A word-for-word copy of the records that follow is needed, with every picture omitted.

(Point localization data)

════════

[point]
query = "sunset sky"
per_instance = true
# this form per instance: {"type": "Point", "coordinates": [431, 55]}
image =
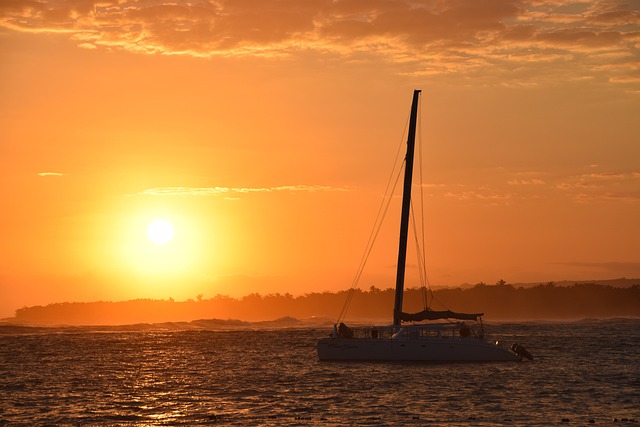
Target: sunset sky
{"type": "Point", "coordinates": [264, 132]}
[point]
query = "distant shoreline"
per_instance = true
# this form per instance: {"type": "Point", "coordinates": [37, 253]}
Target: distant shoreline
{"type": "Point", "coordinates": [499, 303]}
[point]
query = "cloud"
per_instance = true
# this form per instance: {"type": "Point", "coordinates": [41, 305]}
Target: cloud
{"type": "Point", "coordinates": [232, 193]}
{"type": "Point", "coordinates": [607, 186]}
{"type": "Point", "coordinates": [51, 174]}
{"type": "Point", "coordinates": [525, 39]}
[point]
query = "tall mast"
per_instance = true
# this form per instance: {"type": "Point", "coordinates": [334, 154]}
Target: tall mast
{"type": "Point", "coordinates": [406, 207]}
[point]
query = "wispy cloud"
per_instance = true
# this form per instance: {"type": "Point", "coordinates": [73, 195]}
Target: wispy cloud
{"type": "Point", "coordinates": [521, 38]}
{"type": "Point", "coordinates": [51, 174]}
{"type": "Point", "coordinates": [234, 192]}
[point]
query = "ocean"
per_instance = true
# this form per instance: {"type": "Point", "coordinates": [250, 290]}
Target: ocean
{"type": "Point", "coordinates": [585, 372]}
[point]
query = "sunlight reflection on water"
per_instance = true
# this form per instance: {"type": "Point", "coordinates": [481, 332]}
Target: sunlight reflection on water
{"type": "Point", "coordinates": [583, 371]}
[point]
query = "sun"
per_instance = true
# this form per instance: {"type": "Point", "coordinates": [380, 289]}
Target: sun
{"type": "Point", "coordinates": [160, 231]}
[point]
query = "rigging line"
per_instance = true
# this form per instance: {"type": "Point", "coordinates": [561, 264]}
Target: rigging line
{"type": "Point", "coordinates": [376, 231]}
{"type": "Point", "coordinates": [422, 268]}
{"type": "Point", "coordinates": [425, 285]}
{"type": "Point", "coordinates": [388, 195]}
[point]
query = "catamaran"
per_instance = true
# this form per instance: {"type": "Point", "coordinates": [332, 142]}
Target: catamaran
{"type": "Point", "coordinates": [413, 337]}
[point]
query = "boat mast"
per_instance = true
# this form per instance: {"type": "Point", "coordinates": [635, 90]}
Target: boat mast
{"type": "Point", "coordinates": [406, 207]}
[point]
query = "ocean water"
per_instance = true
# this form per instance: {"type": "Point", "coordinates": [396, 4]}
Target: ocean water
{"type": "Point", "coordinates": [584, 373]}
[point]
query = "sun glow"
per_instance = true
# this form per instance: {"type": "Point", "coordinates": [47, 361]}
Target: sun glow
{"type": "Point", "coordinates": [160, 231]}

════════

**TASK SOLUTION**
[point]
query = "sunset sky"
per_instance = true
# this form per instance: {"type": "Point", "coordinates": [431, 55]}
image =
Target: sunset sky
{"type": "Point", "coordinates": [264, 132]}
[point]
query = "distant shoreline"
per_instance = true
# this form per instance: {"type": "Point", "coordinates": [37, 253]}
Target: distant shoreline
{"type": "Point", "coordinates": [499, 303]}
[point]
query = "cloud"
per_instance = true
# this form per instance: {"type": "Point", "coordinates": [41, 305]}
Target: cloud
{"type": "Point", "coordinates": [232, 193]}
{"type": "Point", "coordinates": [607, 186]}
{"type": "Point", "coordinates": [51, 174]}
{"type": "Point", "coordinates": [525, 39]}
[point]
query = "tall mast"
per_instance = true
# this form per instance: {"type": "Point", "coordinates": [334, 154]}
Target: tall mast
{"type": "Point", "coordinates": [406, 207]}
[point]
query = "wispy cloud"
per_instance = true
# this form per instance: {"type": "Point", "coordinates": [73, 195]}
Target: wispy cloud
{"type": "Point", "coordinates": [521, 38]}
{"type": "Point", "coordinates": [51, 174]}
{"type": "Point", "coordinates": [234, 192]}
[point]
query = "ocean"
per_instance = true
# this form per instance: {"type": "Point", "coordinates": [250, 290]}
Target: ocean
{"type": "Point", "coordinates": [585, 372]}
[point]
query = "sunlight reflection on water"
per_instance = true
# this form per instance: {"type": "Point", "coordinates": [481, 332]}
Target: sunlight reflection on water
{"type": "Point", "coordinates": [583, 371]}
[point]
query = "sun"
per_instance = true
# this form per instance: {"type": "Point", "coordinates": [380, 289]}
Target: sun
{"type": "Point", "coordinates": [160, 231]}
[point]
query = "rigging line"
per_instance = true
# this form per instance: {"type": "Point", "coordinates": [561, 264]}
Target: rigging line
{"type": "Point", "coordinates": [376, 231]}
{"type": "Point", "coordinates": [422, 268]}
{"type": "Point", "coordinates": [425, 285]}
{"type": "Point", "coordinates": [388, 195]}
[point]
query = "catamaran"
per_instance = true
# this form per instance: {"type": "Point", "coordinates": [332, 142]}
Target: catamaran
{"type": "Point", "coordinates": [413, 337]}
[point]
query = "boat mast"
per_instance = true
# this form per instance: {"type": "Point", "coordinates": [635, 90]}
Target: boat mast
{"type": "Point", "coordinates": [406, 207]}
[point]
query = "ocean water"
per_instance = true
# this form per instance: {"type": "Point", "coordinates": [396, 4]}
Target: ocean water
{"type": "Point", "coordinates": [584, 373]}
[point]
query = "sun glow"
per_instance = true
# this form per instance: {"type": "Point", "coordinates": [47, 361]}
Target: sun glow
{"type": "Point", "coordinates": [160, 231]}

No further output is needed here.